> [EXERCISE GOAL] Your answer should be the exact lines of the data below from the one containing "column 86, row 16" through the one containing "105, row 23"; please include nothing else.

***

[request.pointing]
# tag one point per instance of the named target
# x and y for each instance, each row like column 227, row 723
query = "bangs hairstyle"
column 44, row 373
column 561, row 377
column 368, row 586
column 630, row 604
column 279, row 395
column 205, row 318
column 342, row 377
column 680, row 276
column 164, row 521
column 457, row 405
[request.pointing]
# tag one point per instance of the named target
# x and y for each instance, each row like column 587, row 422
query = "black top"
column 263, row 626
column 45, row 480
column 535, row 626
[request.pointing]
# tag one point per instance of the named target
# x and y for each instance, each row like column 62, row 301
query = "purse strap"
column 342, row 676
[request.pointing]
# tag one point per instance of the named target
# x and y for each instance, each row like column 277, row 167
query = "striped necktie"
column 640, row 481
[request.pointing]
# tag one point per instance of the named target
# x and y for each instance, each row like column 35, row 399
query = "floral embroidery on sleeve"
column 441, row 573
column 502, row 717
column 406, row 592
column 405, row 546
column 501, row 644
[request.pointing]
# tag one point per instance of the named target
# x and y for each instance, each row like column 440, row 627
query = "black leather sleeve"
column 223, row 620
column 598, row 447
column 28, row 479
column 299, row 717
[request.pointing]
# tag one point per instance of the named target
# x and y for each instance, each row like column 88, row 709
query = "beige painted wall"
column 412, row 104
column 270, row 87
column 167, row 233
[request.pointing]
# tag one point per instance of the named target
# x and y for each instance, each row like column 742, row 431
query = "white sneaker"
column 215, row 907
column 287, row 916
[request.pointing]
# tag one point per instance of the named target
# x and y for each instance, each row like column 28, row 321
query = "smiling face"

***

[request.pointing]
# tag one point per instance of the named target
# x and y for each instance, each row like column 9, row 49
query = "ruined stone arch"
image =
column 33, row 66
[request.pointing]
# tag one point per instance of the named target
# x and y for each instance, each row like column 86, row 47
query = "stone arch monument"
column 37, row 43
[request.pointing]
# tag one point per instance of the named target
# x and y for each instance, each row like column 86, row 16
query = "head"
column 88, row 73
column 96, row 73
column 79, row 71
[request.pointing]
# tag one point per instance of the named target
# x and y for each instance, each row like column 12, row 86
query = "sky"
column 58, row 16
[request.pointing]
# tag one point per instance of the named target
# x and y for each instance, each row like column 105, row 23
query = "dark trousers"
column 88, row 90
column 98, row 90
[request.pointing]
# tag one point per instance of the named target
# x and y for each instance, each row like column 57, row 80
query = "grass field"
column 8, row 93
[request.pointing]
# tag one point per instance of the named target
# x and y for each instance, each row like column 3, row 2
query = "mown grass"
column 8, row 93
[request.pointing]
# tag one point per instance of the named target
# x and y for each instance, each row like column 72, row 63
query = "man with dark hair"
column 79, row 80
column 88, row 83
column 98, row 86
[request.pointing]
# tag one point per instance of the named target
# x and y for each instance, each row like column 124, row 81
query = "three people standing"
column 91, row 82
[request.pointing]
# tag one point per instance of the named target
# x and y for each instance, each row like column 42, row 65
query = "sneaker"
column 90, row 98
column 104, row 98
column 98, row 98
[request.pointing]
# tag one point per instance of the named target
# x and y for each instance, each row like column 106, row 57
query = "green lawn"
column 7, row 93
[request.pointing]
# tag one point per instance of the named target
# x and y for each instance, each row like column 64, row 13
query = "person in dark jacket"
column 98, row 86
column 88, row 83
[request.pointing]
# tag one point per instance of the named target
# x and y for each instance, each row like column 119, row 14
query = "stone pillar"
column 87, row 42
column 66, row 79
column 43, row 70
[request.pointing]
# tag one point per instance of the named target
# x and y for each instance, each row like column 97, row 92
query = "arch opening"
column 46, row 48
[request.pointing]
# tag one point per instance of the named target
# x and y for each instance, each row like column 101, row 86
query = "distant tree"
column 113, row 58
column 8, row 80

***

> [ANSWER TO THIS TASK]
# x and y for each instance, each row like column 86, row 16
query = "head"
column 88, row 73
column 96, row 73
column 79, row 71
[request.pointing]
# tag one point per instance of the named target
# x and y for each instance, each row like column 12, row 86
query = "sky"
column 58, row 16
[request.pointing]
# tag one point per instance of the named target
# x and y for each instance, each row like column 105, row 23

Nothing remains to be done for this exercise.